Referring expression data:
★ ★ ★ ★ ★

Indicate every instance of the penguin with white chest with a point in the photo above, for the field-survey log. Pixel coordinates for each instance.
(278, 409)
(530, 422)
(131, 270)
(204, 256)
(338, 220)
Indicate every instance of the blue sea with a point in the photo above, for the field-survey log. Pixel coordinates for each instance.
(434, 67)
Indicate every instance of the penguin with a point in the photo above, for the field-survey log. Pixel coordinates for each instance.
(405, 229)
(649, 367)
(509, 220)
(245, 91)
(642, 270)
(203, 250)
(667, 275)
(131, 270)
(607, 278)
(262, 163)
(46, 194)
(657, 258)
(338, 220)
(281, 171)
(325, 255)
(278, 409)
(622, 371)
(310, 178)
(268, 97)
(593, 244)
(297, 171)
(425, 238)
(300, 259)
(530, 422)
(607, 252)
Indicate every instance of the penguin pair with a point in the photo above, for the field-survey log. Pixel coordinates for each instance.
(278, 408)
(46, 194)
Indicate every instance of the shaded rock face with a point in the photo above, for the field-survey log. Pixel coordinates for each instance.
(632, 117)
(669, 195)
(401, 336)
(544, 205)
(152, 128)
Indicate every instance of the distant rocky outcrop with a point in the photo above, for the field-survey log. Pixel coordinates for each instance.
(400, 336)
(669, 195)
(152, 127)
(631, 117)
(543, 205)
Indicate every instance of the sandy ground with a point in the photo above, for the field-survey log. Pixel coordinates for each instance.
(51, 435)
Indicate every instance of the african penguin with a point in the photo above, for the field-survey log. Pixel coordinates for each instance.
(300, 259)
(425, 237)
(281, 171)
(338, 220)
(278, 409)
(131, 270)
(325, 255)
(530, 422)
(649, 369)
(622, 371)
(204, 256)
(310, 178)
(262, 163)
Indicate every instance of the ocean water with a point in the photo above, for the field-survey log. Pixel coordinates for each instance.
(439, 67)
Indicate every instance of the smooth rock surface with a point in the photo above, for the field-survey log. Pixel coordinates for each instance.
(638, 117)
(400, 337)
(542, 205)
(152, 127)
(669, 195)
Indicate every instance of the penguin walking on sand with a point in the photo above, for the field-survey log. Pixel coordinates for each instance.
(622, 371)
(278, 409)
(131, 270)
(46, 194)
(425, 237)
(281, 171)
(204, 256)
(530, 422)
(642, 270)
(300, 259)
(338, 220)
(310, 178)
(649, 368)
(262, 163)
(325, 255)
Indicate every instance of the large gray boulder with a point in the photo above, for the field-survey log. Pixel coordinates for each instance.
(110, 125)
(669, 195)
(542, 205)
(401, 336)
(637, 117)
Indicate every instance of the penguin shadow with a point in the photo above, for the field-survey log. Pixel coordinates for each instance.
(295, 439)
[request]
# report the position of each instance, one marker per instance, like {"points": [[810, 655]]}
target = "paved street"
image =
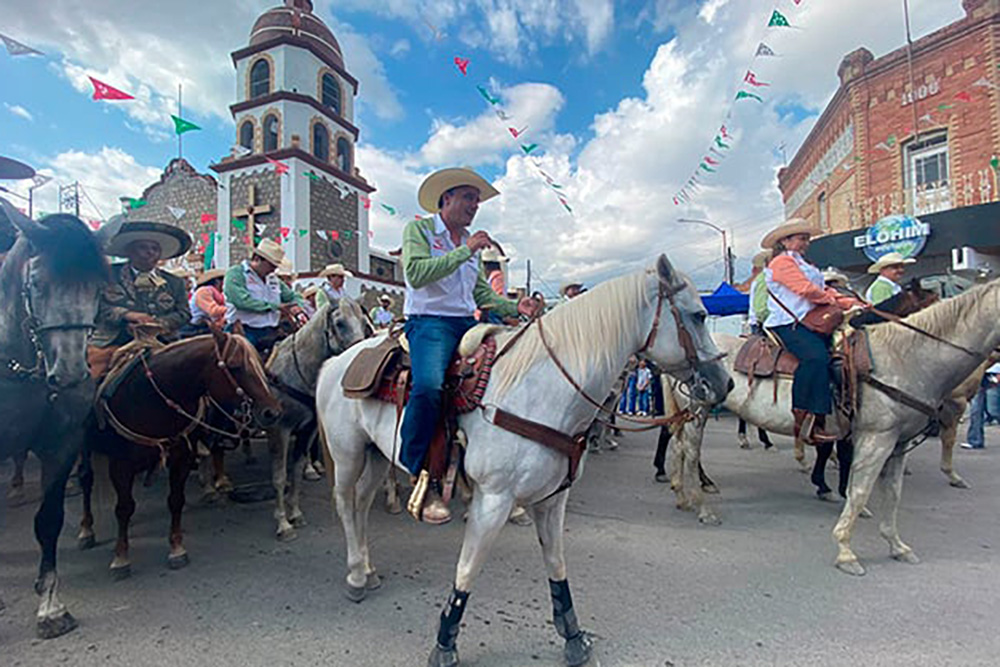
{"points": [[655, 587]]}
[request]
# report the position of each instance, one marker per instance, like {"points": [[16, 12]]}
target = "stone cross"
{"points": [[252, 210]]}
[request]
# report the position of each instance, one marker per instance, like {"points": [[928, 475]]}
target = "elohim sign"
{"points": [[894, 233]]}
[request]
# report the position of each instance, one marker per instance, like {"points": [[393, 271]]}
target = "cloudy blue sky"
{"points": [[623, 99]]}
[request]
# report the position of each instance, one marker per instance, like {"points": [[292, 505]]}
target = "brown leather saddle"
{"points": [[762, 357], [382, 372]]}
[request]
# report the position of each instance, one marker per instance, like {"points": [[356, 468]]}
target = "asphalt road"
{"points": [[653, 585]]}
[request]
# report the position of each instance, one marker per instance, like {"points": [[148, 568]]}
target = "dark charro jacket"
{"points": [[168, 303]]}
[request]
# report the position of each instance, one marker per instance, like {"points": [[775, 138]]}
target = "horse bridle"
{"points": [[33, 328]]}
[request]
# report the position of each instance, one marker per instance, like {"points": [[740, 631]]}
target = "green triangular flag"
{"points": [[742, 95], [778, 20], [181, 126]]}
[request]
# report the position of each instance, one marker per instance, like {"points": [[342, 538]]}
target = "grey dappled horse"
{"points": [[655, 311]]}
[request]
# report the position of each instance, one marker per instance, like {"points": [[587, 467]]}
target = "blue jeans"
{"points": [[977, 416], [811, 382], [433, 341]]}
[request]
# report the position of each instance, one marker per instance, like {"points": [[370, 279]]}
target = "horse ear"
{"points": [[665, 270]]}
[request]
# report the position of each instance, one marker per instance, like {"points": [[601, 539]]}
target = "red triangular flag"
{"points": [[103, 91], [279, 167]]}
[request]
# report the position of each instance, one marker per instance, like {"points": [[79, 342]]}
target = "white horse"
{"points": [[926, 369], [593, 335]]}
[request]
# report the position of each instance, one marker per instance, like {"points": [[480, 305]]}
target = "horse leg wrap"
{"points": [[563, 614], [451, 618]]}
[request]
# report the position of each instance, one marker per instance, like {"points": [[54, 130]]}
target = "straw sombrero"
{"points": [[173, 241], [270, 251], [443, 180], [335, 270], [889, 259], [786, 229], [209, 276]]}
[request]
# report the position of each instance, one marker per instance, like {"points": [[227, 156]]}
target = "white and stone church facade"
{"points": [[294, 105]]}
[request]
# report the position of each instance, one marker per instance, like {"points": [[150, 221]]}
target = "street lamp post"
{"points": [[727, 258]]}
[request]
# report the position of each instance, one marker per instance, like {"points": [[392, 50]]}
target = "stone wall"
{"points": [[268, 192], [181, 187], [338, 217]]}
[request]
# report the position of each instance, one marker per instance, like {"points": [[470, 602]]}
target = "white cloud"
{"points": [[105, 175], [19, 111]]}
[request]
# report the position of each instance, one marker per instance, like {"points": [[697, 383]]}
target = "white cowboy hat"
{"points": [[270, 251], [209, 275], [788, 228], [833, 275], [443, 180], [760, 259], [889, 259], [173, 241], [335, 270], [493, 255]]}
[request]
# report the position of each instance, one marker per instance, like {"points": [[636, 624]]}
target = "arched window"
{"points": [[321, 142], [246, 134], [270, 132], [331, 93], [344, 155], [260, 79]]}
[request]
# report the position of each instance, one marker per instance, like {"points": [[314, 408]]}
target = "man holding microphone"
{"points": [[444, 286]]}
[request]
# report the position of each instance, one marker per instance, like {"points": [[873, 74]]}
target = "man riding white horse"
{"points": [[889, 269], [444, 285]]}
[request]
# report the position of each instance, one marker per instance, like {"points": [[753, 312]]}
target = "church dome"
{"points": [[295, 18]]}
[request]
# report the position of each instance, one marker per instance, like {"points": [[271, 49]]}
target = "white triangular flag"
{"points": [[16, 48]]}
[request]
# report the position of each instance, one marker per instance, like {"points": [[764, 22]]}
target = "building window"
{"points": [[270, 133], [321, 142], [246, 134], [331, 93], [344, 155], [926, 174], [260, 79]]}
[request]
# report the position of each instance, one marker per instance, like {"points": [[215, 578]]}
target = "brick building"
{"points": [[915, 140]]}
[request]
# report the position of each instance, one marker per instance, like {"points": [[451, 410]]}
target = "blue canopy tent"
{"points": [[725, 300]]}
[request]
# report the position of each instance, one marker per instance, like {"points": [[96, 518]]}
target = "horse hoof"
{"points": [[355, 593], [121, 572], [443, 657], [178, 562], [578, 650], [50, 628], [907, 557], [851, 567]]}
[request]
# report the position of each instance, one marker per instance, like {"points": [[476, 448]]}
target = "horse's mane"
{"points": [[942, 317], [598, 320]]}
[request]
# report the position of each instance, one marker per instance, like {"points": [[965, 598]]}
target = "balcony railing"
{"points": [[970, 190]]}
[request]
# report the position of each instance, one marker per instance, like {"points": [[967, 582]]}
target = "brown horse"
{"points": [[152, 415]]}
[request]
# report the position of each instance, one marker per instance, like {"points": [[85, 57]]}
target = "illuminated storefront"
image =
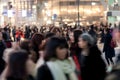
{"points": [[114, 11], [18, 11], [67, 11]]}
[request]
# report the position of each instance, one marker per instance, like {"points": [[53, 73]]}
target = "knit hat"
{"points": [[87, 37]]}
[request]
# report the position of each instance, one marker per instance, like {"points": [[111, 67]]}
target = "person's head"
{"points": [[7, 54], [85, 41], [56, 48], [17, 64], [26, 45], [49, 35], [37, 39], [71, 37], [77, 33]]}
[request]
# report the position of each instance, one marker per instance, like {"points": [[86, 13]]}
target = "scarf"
{"points": [[59, 68]]}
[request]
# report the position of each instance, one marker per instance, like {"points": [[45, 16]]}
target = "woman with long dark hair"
{"points": [[58, 66], [37, 40], [91, 62], [108, 48], [17, 66]]}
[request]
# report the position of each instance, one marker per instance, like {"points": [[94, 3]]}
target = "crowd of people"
{"points": [[59, 53]]}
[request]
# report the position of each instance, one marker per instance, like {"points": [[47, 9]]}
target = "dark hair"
{"points": [[37, 40], [17, 65], [26, 45], [50, 34], [77, 33], [107, 30], [52, 45]]}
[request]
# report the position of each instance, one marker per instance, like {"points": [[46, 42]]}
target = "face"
{"points": [[71, 36], [82, 44], [61, 53]]}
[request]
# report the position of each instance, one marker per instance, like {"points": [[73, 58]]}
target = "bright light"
{"points": [[49, 22], [48, 13], [45, 19], [46, 4], [93, 3]]}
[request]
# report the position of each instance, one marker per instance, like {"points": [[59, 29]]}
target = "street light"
{"points": [[78, 1]]}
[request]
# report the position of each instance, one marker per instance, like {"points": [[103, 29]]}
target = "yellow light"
{"points": [[45, 19]]}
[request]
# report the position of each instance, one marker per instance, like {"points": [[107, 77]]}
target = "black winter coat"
{"points": [[93, 66], [109, 51], [2, 62]]}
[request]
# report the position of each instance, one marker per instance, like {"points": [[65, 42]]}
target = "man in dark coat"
{"points": [[93, 66], [2, 48], [108, 49], [93, 33]]}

★ ★ ★ ★ ★

Required work - Retype the lines above without alteration. The first is the one containing "with long dark", and the last is the final line of the data.

Exercise response -
target = "woman with long dark hair"
{"points": [[58, 66], [37, 40], [91, 62], [108, 48], [17, 66]]}
[request]
# report the position of each instance, one marker per instance, like {"points": [[94, 3]]}
target = "crowd of people"
{"points": [[59, 53]]}
[request]
# report the position of each instance, one marker per instance, like {"points": [[47, 9]]}
target = "dark hair"
{"points": [[37, 40], [17, 65], [26, 45], [50, 34], [77, 33], [107, 30], [52, 45]]}
[request]
# report the position of each instance, one marker per instance, like {"points": [[46, 42]]}
target = "face"
{"points": [[71, 36], [82, 44], [61, 53]]}
[request]
# report the position of each instance, one marker per instance, like {"points": [[73, 58]]}
target = "bright light"
{"points": [[49, 22], [48, 13], [45, 19], [46, 4], [93, 3]]}
[request]
# report the position of each instance, one marker per instance, like {"points": [[59, 29]]}
target = "street light"
{"points": [[78, 1]]}
[request]
# report the position of each instance, one marker per instance, like {"points": [[103, 29]]}
target = "yellow light"
{"points": [[45, 19]]}
[request]
# report the position of each instance, one marker per instance, like {"points": [[107, 77]]}
target = "black winter coat"
{"points": [[93, 66], [109, 51], [2, 62]]}
[request]
# report the position of each instance, one marker per instance, like {"points": [[65, 42]]}
target = "man in dark coat"
{"points": [[93, 66], [2, 48], [108, 49], [93, 33]]}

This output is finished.